● **What to do**:
How does the poem end, according to the essay on the Iliad?

Composed by Homer, Iliad is a poem that many would consider as the greatest of all. The poems name is a loose translation of the Greek word 'Ilios,' an ancient name for Troy or what is modern day Turkey. The story here is a fragment of the saga of the city of Troy and the combat that happened there. The story in Iliad takes on a short period when the Trojan war is in its tenth year. The central figure is Achilles, and the focus is on the quarrels he has with Agamemnon. Achilles anger in the story incorporates activities from the immortals as well as gods (Allan, 2012). In the poem, the gods are angry with Agamemnon for snatching off Achilles his captive princes Briseis. As a result, Achilles refuses to fight and only chooses to return to battle when his friend Patroclus is killed. Achilles revenges Patroclus death by killing Hector. The poem ends with a ransom of Hector's body to his old father. Everything happens under the watchful eyes of the Greek gods. Overall, when considering the context surrounding Iliad, a person can learn a great deal of history from the conflict and Achilles refusal to fight.
Reading Iliad is essential since it provides the picture of how life used to be in Ancient times. The themes and concepts appearing throughout the story reflect values and principles during the period between 600 and 700 BC (West, 2011). Most importantly, Iliad plays a crucial role in presenting the conflict that occurs in the society. There are several forms of conflict seen in the poem ranging from individual vs. individual and individuals' vs. society. However, it is the individual vs. society conflict that dominates the story and the cause of the Trojan war. The initial conflict and the genesis of the war is when Paris, son of Priam the King of Troy kidnaps Helen, wife to Agamemnon's brother. Conflict ensues between Paris and the nation of Mycenae or Argos. Nevertheless, the conflict between Achilles and the Trojans is the most apparent one. This conflict happens after Achilles best friend is killed in battle by Hector. This conflict becomes the epitome of the Trojan war when Achilles burning with rage returns to revenge for his loss. In his quest for revenge, he kills Hector, the Trojan legend and this is where Troy begins to fall.
Another critical aspect touched in the story is Achilles refusal to fight. To restate the obvious, Achilles is given princes Briseis as a war gift, and greedy Agamemnon keeps her to herself. Achilles refuses to fight in order to make his country people see how important he is to them. These actions are usually regarded as selfish and immature by most readers. How can a warrior let his interest takes the place of his people who massively banks on his prowess? However, a modern reader should not think of Achilles as selfish and immature. He could have been childish and selfish earlier on, but he grows into a mature and altruistic person. Despite his anger on Agamemnon, he returns to battle and avenges the death of his friend. He chooses to fight alongside his country despite the guarantee from the gods that he would die in Troy. These actions are not of a selfish person but a patriot.
In conclusion, the Iliad is a vital poem that offers a window into ancient Greece. Through the story, essential themes and concepts can be seen. One of the themes is conflict. Iliad presents conflict at the individual vs. society level. Paris conflicts with Mycenae and Achilles equally conflicts with Troy. Another important message accrued from the story is that Achilles was not selfish. Overall, the narration is crucial in knowing the history of Trojan war.
Allan, W. (2012). Homer: The Iliad. A&C Black.
West, M. L. (2011). The making of the Iliad: disquisition and analytical commentary. OUP Oxford.

Data extracted from a collection
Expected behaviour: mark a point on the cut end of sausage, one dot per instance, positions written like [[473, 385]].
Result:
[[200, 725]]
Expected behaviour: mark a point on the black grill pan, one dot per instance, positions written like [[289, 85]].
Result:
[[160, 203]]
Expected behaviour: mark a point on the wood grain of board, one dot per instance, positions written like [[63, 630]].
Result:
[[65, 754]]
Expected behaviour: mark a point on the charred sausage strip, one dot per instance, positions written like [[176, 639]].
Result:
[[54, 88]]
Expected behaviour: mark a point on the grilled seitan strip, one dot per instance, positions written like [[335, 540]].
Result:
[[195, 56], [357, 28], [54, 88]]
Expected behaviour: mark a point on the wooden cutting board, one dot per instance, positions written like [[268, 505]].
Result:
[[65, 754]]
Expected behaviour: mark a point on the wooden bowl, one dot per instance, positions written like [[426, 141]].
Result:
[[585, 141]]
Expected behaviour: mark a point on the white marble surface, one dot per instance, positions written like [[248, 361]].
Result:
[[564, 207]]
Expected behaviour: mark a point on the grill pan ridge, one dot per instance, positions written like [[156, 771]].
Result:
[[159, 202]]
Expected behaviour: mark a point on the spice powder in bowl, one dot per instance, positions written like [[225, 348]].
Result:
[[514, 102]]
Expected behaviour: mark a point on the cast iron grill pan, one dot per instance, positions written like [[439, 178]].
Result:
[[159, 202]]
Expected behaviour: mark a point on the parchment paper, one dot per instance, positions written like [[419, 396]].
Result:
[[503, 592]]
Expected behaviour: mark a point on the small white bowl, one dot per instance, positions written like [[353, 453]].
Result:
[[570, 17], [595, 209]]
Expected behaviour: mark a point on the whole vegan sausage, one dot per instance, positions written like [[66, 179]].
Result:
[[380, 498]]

● **Answer to this problem**:
It ends with a ransom of Hector's body to his old father.